Task to complete: The line with "One point marks each instance of the light switch" marks where to begin. Please copy it and each line after it to the end of the records below, exactly.

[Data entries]

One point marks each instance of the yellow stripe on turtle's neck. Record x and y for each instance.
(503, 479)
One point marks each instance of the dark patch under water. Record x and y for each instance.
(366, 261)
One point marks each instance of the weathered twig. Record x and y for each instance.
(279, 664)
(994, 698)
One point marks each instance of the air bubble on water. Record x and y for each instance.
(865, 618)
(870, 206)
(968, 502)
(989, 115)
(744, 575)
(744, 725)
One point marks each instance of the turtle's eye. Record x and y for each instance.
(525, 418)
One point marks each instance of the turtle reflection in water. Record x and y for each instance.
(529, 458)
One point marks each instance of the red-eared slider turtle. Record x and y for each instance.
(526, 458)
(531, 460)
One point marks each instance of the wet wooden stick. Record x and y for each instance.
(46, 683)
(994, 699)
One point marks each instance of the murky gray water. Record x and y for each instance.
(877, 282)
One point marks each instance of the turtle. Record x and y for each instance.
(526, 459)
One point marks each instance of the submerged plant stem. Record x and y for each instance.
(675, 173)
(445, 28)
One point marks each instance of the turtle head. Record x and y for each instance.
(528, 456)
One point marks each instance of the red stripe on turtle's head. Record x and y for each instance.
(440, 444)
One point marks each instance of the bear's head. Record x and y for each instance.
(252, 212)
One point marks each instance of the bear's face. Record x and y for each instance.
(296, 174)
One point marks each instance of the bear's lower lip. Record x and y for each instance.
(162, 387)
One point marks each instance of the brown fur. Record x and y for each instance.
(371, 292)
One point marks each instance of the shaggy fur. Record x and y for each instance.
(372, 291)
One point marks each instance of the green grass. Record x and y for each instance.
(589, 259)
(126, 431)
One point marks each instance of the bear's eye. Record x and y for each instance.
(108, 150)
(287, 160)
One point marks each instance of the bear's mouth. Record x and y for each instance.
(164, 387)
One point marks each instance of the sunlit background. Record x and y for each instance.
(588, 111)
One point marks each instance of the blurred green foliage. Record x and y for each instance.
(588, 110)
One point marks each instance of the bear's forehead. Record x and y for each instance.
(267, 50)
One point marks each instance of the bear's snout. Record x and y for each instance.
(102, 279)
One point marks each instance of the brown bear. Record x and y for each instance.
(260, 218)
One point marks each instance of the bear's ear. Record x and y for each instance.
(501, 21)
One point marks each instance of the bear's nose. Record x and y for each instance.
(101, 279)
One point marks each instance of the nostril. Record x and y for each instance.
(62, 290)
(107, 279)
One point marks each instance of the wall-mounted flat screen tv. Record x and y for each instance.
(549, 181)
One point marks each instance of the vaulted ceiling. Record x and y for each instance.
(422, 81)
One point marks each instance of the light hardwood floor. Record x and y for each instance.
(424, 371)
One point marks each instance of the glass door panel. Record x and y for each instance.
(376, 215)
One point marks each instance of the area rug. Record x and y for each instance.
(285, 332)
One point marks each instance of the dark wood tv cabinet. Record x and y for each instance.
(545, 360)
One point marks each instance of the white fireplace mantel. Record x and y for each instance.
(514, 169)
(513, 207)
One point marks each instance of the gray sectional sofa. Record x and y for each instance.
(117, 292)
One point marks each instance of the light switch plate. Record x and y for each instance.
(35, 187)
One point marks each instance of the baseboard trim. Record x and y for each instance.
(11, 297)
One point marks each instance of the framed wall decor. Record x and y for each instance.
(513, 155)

Result for this exercise:
One point marks each instance of the light switch plate. Record x and y for each instance.
(35, 187)
One point marks each instance of the baseboard trim. Record x and y for each instance.
(11, 297)
One point marks each instance of the framed wall decor. Record x and y for each instance.
(513, 155)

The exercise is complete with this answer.